Dasselbe kann man von der Ur-Murka sagen: Es spielt zwar in Verbrecherkreisen, aber die Gangster werden nicht glorifiziert – im Gegenteil verrät Murka sie ja der Polizei. Dem Autor war also nichts anzuhängen, zumal er sich allem Anschein nicht einmal zu erkennen gegeben hatte. Dass das Lied aus Odessa kam, war allgemein bekannt, nur an den Autor erinnerte sich niemand. Jadov wird es, wie viele seiner Dichtungen, an irgendeiner Tischecke rasch verfasst und unsigniert weitergegeben haben.
Heute ist es völlig hoffnungslos, den Autor aufzuspüren, denn Murka hat in den 80 Jahren ihre Bestehens so viele Änderungen, Adaptierungen, Neufassungen etc. erlebt, dass der Text schon wieder eine Vorlage für folkloristische und soziolinguistische Untersuchungen ist.[4] Erstaunlicherweise scheint „Murka“ nie offiziell verboten gewesen zu sein, was wohl auch nicht möglich gewesen wäre. Vladimir Bachtin (1923-2001), der unvergessene russische Folklorist (von dessen Arbeiten zu Murka mein Text vor allem lebt), erinnerte sich, dass er als Kind in der Nähe eines Leningrader Großbetriebs aufwuchs und zusammen mit anderen Kindern das Lied von den Arbeitern lernte – „alle wussten, dass es ein Verbrecherlied war, aber alle sangen es“. Im Zweiten Weltkrieg war es gar die Hymne aller jener, die unfreiwillig in der Roten Armee dienen mussten – deportierte Polen, ehemalige „Kulaken“ (Großbauern), Strafgefangene, die in eigenen „Strafbataillonen“ (štrafbat) zusammengefasst waren, und andere, die in aller Regel als erste fielen.
Wie bereits erwähnt, existieren zahlreiche Varianten von Murka – allein 25, die gewichtigere Textdifferenzierungen aufweisen. Je älter sie sind, desto mehr verweisen sie auf die Urheberschaft Jadovs, wenn etwa der Liedtext in der für ihn charakteristischen lyrischen Weise beginnt: „Still ist die dunkle Nacht, nur der Wind pfeift“ etc. Auch die zumeist apostrophierte „banda“ scheint erst später erschienen zu sein, da anfänglich nur Kriminelle allgemein genannt werden, die sog. „blatnye“ bzw. ihre Elite, die „urki“.

• EINTRÄGE DES DATENSATZES
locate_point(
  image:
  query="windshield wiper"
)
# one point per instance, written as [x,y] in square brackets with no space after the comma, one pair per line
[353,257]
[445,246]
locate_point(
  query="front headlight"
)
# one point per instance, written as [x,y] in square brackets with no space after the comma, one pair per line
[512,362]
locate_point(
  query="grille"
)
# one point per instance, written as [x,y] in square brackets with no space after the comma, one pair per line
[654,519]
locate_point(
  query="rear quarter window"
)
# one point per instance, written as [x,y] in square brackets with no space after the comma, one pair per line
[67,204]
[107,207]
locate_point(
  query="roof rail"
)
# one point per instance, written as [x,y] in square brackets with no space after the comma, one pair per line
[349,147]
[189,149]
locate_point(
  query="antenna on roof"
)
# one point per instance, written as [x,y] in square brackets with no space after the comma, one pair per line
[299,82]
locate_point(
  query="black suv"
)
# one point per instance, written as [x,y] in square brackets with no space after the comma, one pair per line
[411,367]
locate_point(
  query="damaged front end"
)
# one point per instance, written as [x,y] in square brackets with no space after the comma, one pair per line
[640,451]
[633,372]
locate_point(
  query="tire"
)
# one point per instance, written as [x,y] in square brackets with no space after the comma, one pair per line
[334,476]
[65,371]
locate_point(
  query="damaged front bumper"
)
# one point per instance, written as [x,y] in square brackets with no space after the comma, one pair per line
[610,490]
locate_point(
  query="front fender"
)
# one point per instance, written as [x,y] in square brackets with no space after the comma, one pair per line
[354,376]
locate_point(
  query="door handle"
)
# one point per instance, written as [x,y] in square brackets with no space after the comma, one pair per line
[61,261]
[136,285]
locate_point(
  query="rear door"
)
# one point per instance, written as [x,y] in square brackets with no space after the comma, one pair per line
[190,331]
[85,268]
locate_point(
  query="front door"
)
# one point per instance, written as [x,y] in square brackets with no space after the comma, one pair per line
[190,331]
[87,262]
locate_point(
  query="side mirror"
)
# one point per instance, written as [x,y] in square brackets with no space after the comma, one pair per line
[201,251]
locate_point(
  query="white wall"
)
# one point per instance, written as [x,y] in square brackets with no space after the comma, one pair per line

• ZIELE
a. Gib aus dem Text über das Lied Murka den Abschnitt von „Dasselbe kann man“ bis „unsigniert weitergegeben haben.“ wortgetreu wieder.
b. Liste jede Zeile der Einträge auf, in der das Wort „roof“ vorkommt, und achte dabei auf Groß- und Kleinschreibung.
Der Text über das Lied Murka und die Einträge sind voneinander unabhängiges Material.

• LÖSUNGEN
a.
Dasselbe kann man von der Ur-Murka sagen: Es spielt zwar in Verbrecherkreisen, aber die Gangster werden nicht glorifiziert – im Gegenteil verrät Murka sie ja der Polizei. Dem Autor war also nichts anzuhängen, zumal er sich allem Anschein nicht einmal zu erkennen gegeben hatte. Dass das Lied aus Odessa kam, war allgemein bekannt, nur an den Autor erinnerte sich niemand. Jadov wird es, wie viele seiner Dichtungen, an irgendeiner Tischecke rasch verfasst und unsigniert weitergegeben haben.

b.
  query="roof rail"
  query="antenna on roof"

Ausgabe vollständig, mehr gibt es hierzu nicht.